#### Dataset records
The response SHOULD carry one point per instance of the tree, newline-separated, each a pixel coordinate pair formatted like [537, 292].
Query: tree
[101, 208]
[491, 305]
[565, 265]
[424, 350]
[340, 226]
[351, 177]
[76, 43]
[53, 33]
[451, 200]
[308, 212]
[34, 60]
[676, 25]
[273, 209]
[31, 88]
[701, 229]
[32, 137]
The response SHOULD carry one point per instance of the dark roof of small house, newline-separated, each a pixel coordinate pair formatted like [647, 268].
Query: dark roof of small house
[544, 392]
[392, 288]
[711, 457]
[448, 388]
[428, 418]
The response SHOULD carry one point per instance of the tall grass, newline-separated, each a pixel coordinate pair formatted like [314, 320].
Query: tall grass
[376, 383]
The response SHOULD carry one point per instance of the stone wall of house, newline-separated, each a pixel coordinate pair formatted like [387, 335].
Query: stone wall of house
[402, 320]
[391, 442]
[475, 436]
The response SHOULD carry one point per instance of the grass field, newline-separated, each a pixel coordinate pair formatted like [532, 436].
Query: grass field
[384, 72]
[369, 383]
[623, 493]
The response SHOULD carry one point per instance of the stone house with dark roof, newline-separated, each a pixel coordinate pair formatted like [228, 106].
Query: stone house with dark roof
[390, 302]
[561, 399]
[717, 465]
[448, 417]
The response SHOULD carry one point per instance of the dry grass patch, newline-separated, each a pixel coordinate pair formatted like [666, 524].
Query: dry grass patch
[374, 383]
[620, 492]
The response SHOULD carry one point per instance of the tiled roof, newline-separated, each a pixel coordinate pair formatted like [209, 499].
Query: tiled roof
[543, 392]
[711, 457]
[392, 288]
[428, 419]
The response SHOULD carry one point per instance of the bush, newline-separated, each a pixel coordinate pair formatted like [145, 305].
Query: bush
########
■ Task:
Restate every line of the data word for word.

■ Response below:
The response SHOULD carry one point per instance of the tree, newline-separated, each a pixel coordinate pair formatted like [537, 292].
Query: tree
[101, 208]
[491, 305]
[565, 265]
[424, 350]
[340, 226]
[351, 177]
[76, 43]
[53, 33]
[451, 200]
[308, 212]
[34, 60]
[676, 25]
[273, 209]
[31, 88]
[701, 229]
[32, 137]
The response SHOULD carry one point per instance of the dark roof of small house, newline-separated, each a pixel coordinate pair formatted like [647, 268].
Query: dark roof of small house
[544, 392]
[392, 288]
[711, 457]
[448, 388]
[428, 418]
The response SHOULD carry one point per instance of the tall grass, newline-separated, each a pixel coordinate pair formatted like [314, 320].
Query: tall grass
[376, 383]
The response SHOULD carry one point per instance of the stone wall of house, newline-separated, each a pixel coordinate pair formatted like [387, 335].
Query: stone wall of house
[402, 320]
[391, 442]
[475, 436]
The response SHOULD carry one point per instance of the grass field, newline-separated, each a pixel coordinate pair formatted like [532, 436].
Query: grass field
[384, 72]
[369, 383]
[623, 493]
The response SHOULD carry one point per instance of the stone house with dark roof, newline-separated, each a pixel coordinate pair formatted like [228, 106].
Query: stone house with dark roof
[390, 302]
[561, 399]
[717, 465]
[448, 417]
The response SHOULD carry one point per instance of the dry grass patch, newline-separated, each a pixel coordinate pair formatted like [666, 524].
Query: dry grass patch
[374, 383]
[620, 492]
The response SHOULD carry one point per instance of the tiled roof, newline-separated, each a pixel coordinate pair formatted like [209, 499].
Query: tiled roof
[543, 392]
[711, 457]
[392, 288]
[428, 419]
The response SHOULD carry one point per instance of the bush, newline-separated, each a pixel coordinate pair formatted like [145, 305].
Query: bush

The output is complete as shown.